Assets of charity linked to Hafiz Saeed, chief Mumbai attack suspect, taken into state custody on interior ministry orders
Pakistan on Wednesday began seizing assets from Jamaat-ud-Dawa (JuD), a U.N.-designated terrorist organization, whose leader Hafiz Saeed is a prime suspect in the 2008 Mumbai attacks, officials said.
The move comes as Washington piles pressure on Pakistan to take action against Hafiz Saeed after he was released from house arrest in Lahore.
The interior ministry ordered authorities to take over “assets [moveable, immoveable and human resource] associated with” two of Hafiz Saeed’s organizations, according to a notification that was obtained by AFP and dated to Saturday.
A senior interior ministry official confirmed the order.
The official said medical centers and ambulances owned by Falah-e-Insaniat Foundation (FIF)—the charitable wing of Saeed’s Jamaat-ud-Dawa—were taken into “state custody” on Wednesday.
“Medical centers owned by FIF have been taken over by the government,” the official said adding that the health facilities and ambulances were now classified as property of the Punjab government.
The move comes after Pakistan quietly amended its anti-terror laws to ban organizations listed as terrorists by the United Nations.

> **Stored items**
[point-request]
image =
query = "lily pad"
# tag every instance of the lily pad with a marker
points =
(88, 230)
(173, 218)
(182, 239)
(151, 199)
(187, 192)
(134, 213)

> **What the task requires**
Proceed with the article on Pakistan seizing Jamaat-ud-Dawa assets, starting after its final sentence.

> **Your response**
The change was made by President Mamnoon Hussain on Friday and published by the law ministry late Monday. “The amendment means that all individuals and entities listed by the United Nations also stand banned under Pakistani laws now,” a senior government official told AFP.
The spokesperson of Dawa was not available for comment.
Observers say Pakistan fears being put on money laundering and terrorist financing lists.
Saeed’s Dawa is believed to be a front for Lashkar-e-Taiba (LeT), a militant group that battles Indian troops in disputed Kashmir and was blamed for the Mumbai attacks. Six Americans were among those killed during the three-day siege in Mumbai, when gunmen who arrived by sea sparked battles with Indian commandos.
The drama brought India and Pakistan to the brink of war.
Saeed, who has a $10 million U.S. bounty on his head, has denied involvement. He was listed by the U.N. in December 2008 for being associated with Taiba, as well as having links to the Al Qaeda terror network and Taliban militants.